[Stored data]
******
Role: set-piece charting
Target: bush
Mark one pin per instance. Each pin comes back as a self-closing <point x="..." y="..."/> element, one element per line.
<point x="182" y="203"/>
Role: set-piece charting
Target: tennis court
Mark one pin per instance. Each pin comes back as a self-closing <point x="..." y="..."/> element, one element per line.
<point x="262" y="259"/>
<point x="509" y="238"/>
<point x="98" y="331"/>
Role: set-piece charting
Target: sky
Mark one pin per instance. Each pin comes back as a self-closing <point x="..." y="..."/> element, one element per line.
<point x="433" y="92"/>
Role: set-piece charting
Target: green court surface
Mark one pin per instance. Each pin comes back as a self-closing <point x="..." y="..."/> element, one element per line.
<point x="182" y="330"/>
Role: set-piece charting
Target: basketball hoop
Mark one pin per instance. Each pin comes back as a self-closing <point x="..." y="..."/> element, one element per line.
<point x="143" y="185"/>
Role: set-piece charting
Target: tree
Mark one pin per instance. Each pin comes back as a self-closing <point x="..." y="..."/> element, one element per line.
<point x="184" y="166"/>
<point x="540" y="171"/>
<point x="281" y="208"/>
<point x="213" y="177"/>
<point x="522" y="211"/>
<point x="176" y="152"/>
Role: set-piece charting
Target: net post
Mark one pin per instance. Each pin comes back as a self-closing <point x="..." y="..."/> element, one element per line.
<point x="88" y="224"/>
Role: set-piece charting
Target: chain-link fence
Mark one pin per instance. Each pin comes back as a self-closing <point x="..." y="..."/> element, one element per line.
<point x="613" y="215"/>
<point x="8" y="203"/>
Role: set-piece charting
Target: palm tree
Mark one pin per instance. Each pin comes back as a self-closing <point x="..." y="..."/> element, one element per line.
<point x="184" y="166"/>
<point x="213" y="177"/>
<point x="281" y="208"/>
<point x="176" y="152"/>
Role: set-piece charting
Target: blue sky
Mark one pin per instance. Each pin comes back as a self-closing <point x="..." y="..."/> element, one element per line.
******
What you are asked to do
The records above are to be copied in full, exactly as written.

Problem solution
Role: set-piece charting
Target: bush
Mark one pin per instance. Each pin comes back as a self-closing <point x="..." y="..."/> element, one element per line.
<point x="182" y="203"/>
Role: set-piece charting
Target: tennis court
Mark one pin per instance. Each pin comes back as a self-closing <point x="..." y="..."/> element, one element per line.
<point x="262" y="259"/>
<point x="509" y="238"/>
<point x="98" y="331"/>
Role: set-piece charting
Target: sky
Mark one pin per instance. Each pin comes back as a self-closing <point x="..." y="..."/> element, one element per line.
<point x="433" y="92"/>
Role: set-piece charting
Target: green court surface
Mark one pin per instance. Each pin comes back as a self-closing <point x="..." y="..."/> element, one element per line.
<point x="182" y="330"/>
Role: set-piece charting
Target: basketball hoop
Mark one pin per instance. Each pin comes back as a self-closing <point x="..." y="..."/> element, one element per line.
<point x="143" y="185"/>
Role: set-piece charting
Target: tree
Mark one pin per instance. Each pin comes back as a self-closing <point x="..." y="..."/> element, one element per line.
<point x="184" y="166"/>
<point x="540" y="171"/>
<point x="281" y="208"/>
<point x="213" y="177"/>
<point x="522" y="211"/>
<point x="176" y="152"/>
Role: set-piece charting
Target: net post
Mark one pin per instance. Each pin comes back as a self-closing <point x="..." y="..."/> element, one element per line.
<point x="88" y="224"/>
Role: set-piece charting
Target: chain-link fence
Mark one pin per instance. Each pin comes back as a self-closing <point x="..." y="..."/> element, one element per line.
<point x="613" y="215"/>
<point x="8" y="203"/>
Role: set-piece charting
Target: palm tree
Mark one pin per instance. Each pin comes back as a self-closing <point x="..." y="..."/> element, one element per line.
<point x="184" y="166"/>
<point x="213" y="177"/>
<point x="281" y="208"/>
<point x="176" y="152"/>
Role: set-piece charting
Target: blue sky
Mark one pin per instance. Each pin comes back as a self-closing <point x="..." y="..."/> element, one element per line.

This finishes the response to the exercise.